To be done: Lay out every one of the lines below as a numbered list, skipping blank lines and leaving the pictures out.

━━━━━ Task material

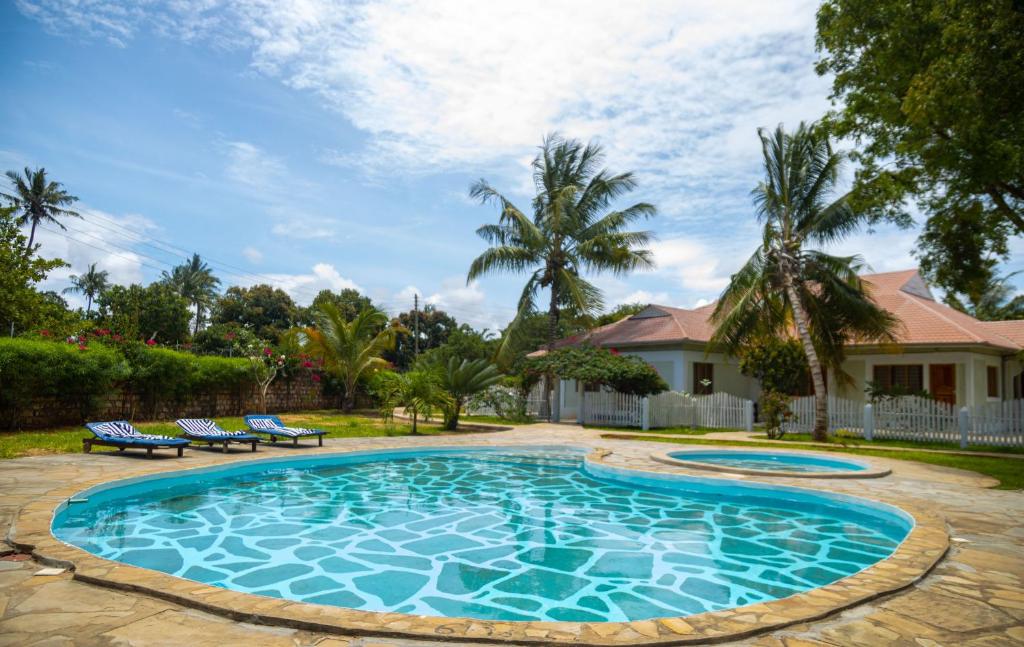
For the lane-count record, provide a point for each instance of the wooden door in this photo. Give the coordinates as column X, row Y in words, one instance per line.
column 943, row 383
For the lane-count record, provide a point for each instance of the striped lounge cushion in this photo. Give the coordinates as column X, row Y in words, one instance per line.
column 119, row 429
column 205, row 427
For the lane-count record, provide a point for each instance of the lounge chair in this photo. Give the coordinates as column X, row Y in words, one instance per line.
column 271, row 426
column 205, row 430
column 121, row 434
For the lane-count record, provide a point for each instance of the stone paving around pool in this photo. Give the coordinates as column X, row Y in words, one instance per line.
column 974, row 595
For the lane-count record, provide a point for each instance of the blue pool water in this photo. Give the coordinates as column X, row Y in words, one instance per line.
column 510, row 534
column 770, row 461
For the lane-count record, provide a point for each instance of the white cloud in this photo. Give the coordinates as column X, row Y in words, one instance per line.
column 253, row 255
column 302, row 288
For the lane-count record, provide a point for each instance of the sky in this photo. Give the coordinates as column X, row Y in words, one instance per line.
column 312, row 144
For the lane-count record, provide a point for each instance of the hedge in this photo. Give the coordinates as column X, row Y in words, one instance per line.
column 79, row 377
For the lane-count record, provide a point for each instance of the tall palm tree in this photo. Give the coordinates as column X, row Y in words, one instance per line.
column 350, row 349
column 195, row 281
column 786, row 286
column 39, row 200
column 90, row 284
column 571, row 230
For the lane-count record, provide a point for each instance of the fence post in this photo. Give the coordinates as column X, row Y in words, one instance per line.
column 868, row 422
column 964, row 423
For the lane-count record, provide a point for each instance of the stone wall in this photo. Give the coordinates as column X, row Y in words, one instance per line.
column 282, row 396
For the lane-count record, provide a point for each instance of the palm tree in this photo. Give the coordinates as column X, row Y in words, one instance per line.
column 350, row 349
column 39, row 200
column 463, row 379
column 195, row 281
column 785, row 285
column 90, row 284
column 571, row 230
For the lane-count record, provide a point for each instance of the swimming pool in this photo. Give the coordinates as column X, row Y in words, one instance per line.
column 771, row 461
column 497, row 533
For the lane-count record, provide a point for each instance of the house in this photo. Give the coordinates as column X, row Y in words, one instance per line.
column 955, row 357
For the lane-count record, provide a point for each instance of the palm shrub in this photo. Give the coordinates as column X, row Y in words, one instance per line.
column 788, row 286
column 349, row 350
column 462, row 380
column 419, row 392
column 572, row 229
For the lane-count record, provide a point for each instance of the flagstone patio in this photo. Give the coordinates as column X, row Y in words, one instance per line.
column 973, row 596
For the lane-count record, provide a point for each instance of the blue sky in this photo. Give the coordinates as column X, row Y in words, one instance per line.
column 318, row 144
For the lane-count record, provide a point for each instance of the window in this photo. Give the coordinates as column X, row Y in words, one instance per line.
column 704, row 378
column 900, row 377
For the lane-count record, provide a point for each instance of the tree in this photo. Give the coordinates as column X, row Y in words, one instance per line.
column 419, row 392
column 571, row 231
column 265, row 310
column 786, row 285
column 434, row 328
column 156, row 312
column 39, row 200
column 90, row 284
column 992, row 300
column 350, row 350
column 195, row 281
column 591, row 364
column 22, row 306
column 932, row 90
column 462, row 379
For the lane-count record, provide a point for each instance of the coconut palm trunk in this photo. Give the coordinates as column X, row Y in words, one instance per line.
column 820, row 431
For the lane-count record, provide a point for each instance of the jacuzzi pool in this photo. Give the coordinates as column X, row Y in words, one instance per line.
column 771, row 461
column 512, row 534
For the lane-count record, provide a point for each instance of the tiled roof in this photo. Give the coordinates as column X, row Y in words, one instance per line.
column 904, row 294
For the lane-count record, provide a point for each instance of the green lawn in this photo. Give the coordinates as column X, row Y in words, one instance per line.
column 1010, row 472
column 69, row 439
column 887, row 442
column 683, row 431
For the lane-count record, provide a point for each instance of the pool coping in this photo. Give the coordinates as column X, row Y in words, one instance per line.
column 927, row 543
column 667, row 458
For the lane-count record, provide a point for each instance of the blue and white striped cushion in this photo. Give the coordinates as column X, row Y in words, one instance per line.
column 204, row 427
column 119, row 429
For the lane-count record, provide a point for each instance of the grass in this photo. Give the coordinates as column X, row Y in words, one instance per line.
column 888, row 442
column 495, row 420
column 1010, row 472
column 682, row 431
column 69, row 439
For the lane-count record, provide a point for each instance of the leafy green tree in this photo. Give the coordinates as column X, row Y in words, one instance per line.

━━━━━━━━━━

Problem solution:
1. For the lane-count record, provide a point for each instance of the wooden door in this photo. Give the coordinates as column X, row Y in words, one instance per line.
2. column 943, row 383
3. For the lane-count record, provide a point for each instance of the striped lounge cushion in this photo. Give the coordinates as column X, row Y in words, one instance per line.
4. column 119, row 429
5. column 205, row 427
6. For the lane-count record, provide a point for each instance of the lounge chair in this photo. Give the coordinates as column X, row Y in words, one instance per line.
7. column 271, row 426
8. column 205, row 430
9. column 121, row 434
10. For the lane-count record, provide a point for each instance of the stone paving around pool in this photo. Give the coordinates as column X, row Y in words, one instance per line.
11. column 974, row 595
12. For the lane-count record, provide a point for each instance of the blue pool water in this photo. Give the coordinates as column X, row Y in words, one instance per line.
13. column 510, row 534
14. column 770, row 461
15. For the lane-count record, provide a point for each instance of the white cloud in this photo. Give the coordinates as column X, row Y in words, one instance per line.
16. column 253, row 255
17. column 302, row 288
18. For the lane-count record, provide a point for each instance of the sky in this photo. Give the coordinates as column X, row Y in words, one instance per line.
19. column 312, row 144
20. For the lane-count record, provide a point for each instance of the hedge in this photo. Give the coordinates as column X, row Y in words, one instance per line.
21. column 79, row 377
22. For the lane-count record, provide a point for each instance of the tall palm tree in this photo. Give the coordinates as column X, row Y in words, one instance per line.
23. column 350, row 349
24. column 195, row 281
25. column 786, row 286
26. column 39, row 200
27. column 90, row 284
28. column 571, row 230
29. For the lane-count record, provide a point for each instance of the fence post in this photo. Give the coordinates as column X, row Y in words, one instance per line.
30. column 868, row 422
31. column 964, row 423
32. For the lane-count record, provide a point for each instance of the stone wall in this photo. Give the coordinates as column X, row Y in words, one instance per line.
33. column 282, row 396
34. For the lane-count record, provide a point for each instance of the palm tree in this photo. Give the coordinates as column X, row Y in words, one instance per line.
35. column 350, row 349
36. column 39, row 200
37. column 463, row 379
38. column 195, row 281
39. column 785, row 285
40. column 90, row 284
41. column 571, row 230
42. For the lane-count record, provide a point for each instance of the swimming pool in this photo. Give the coordinates as column X, row Y in words, one instance per line.
43. column 771, row 461
44. column 497, row 533
45. For the lane-count record, provide a point for each instance of the house in this photo. Give the coordinates as column X, row Y in words, one instance per line.
46. column 955, row 357
47. For the lane-count record, provide a point for each instance of the palm shrub in this photo. Give the coordinates as column X, row Y in words, one instance per line.
48. column 788, row 286
49. column 349, row 350
50. column 462, row 380
51. column 419, row 392
52. column 572, row 229
53. For the lane-count record, provide a point for each instance of the flagstone patio in this photo. Give the coordinates as column X, row Y in words, one instance per line.
54. column 973, row 596
55. For the lane-count record, provide a point for each instance of the blue sky in this photo. Give the coordinates as column X, row Y in words, one instance per line.
56. column 318, row 144
57. For the lane-count record, provide a point for each instance of the window in this photo. Give the coordinates as column X, row Y in words, one instance per line.
58. column 704, row 378
59. column 900, row 377
60. For the lane-count record, provide a point for each instance of the tree in this photo. Give the coordinates as column X, row Y in words, one instance per line.
61. column 419, row 392
62. column 571, row 231
63. column 265, row 310
64. column 786, row 285
65. column 434, row 328
66. column 156, row 312
67. column 39, row 200
68. column 90, row 284
69. column 992, row 300
70. column 350, row 350
71. column 195, row 281
72. column 591, row 364
73. column 22, row 306
74. column 932, row 90
75. column 462, row 379
76. For the lane-count record, provide a point for each instance of the coconut palm trunk in this photo. Give the coordinates as column X, row Y in words, one instance per line.
77. column 820, row 431
78. For the lane-count record, provide a point for each instance of the jacuzzi pool in this photo. Give the coordinates as column X, row Y in words, one instance per line.
79. column 771, row 461
80. column 512, row 534
81. For the lane-count record, provide a point for each instance of the tiled roof in this photo. Give the coordinates as column X, row Y in words, one instance per line.
82. column 904, row 294
83. For the lane-count record, provide a point for each instance of the green lawn in this photo. Give the coordinates as column X, row Y in words, one instance per line.
84. column 1010, row 472
85. column 69, row 439
86. column 887, row 442
87. column 683, row 431
88. For the lane-count record, provide a point for each instance of the pool coping in this photo. Give the coordinates as column X, row Y in words, one instance per line.
89. column 927, row 543
90. column 667, row 458
91. For the lane-count record, provide a point for each instance of the blue and white striped cushion in this photo. Give the coordinates as column X, row Y in words, one instance per line.
92. column 204, row 427
93. column 119, row 429
94. For the lane-count record, provide a point for each instance of the grass in this photo. Give the coordinates as column X, row Y in words, one instance per line.
95. column 888, row 442
96. column 495, row 420
97. column 1010, row 472
98. column 682, row 431
99. column 69, row 439
100. For the lane-count record, provide a point for each instance of the leafy green tree in this photo. Give the coordinates as column X, row Y in words, one instance per line.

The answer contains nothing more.